╭──

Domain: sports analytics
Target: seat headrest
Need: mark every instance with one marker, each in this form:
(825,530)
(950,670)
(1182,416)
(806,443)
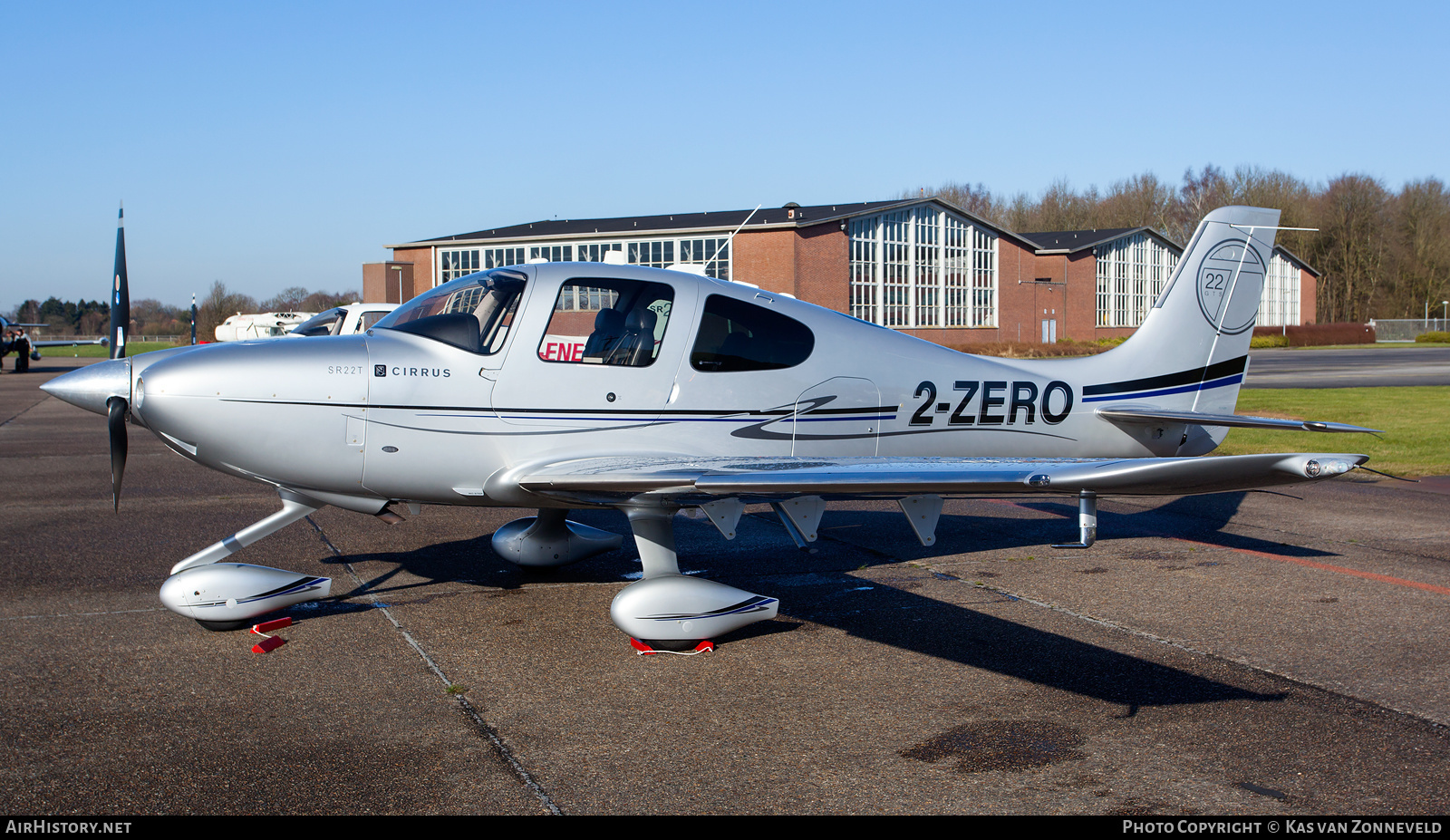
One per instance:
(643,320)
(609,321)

╰──
╭──

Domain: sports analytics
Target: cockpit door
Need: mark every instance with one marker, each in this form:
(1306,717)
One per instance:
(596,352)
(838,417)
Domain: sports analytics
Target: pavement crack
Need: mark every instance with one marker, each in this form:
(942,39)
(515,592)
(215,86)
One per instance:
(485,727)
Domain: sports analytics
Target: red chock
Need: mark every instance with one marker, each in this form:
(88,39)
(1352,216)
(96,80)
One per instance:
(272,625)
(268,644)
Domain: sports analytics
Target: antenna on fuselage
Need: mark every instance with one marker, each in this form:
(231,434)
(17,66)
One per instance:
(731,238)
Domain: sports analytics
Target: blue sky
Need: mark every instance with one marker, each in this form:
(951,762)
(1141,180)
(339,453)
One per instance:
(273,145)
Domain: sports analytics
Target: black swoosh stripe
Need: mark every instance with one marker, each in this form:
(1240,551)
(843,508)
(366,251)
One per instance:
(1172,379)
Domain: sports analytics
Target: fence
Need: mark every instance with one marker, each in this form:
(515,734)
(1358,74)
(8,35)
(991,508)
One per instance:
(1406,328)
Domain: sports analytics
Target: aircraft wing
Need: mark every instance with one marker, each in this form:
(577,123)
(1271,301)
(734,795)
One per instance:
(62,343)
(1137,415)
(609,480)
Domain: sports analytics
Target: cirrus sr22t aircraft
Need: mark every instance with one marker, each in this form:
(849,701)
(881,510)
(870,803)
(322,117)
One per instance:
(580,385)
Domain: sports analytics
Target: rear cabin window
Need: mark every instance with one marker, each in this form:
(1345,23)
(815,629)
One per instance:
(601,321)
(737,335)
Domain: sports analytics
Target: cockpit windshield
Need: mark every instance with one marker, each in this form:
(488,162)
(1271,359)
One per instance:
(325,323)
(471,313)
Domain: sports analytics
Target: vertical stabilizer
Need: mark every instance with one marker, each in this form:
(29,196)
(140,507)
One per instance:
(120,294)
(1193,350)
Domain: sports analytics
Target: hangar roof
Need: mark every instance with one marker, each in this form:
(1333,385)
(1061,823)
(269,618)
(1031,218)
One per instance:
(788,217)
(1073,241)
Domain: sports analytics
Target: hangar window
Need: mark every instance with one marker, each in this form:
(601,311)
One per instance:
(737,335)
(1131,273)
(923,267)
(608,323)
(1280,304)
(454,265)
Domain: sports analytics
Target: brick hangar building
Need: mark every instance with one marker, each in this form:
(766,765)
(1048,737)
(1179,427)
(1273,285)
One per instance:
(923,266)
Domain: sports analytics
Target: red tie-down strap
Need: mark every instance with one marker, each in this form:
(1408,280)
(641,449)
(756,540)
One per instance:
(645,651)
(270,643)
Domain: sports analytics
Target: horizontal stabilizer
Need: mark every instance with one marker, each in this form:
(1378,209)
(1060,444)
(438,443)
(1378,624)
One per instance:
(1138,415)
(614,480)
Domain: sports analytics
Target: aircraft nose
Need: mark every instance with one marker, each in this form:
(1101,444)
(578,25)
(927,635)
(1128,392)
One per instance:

╰──

EXERCISE TASK :: Which lines in the entries contain the word "cockpit"? Copy out each of them.

THE REPLY ::
Target: cockpit door
Target: cockpit windshield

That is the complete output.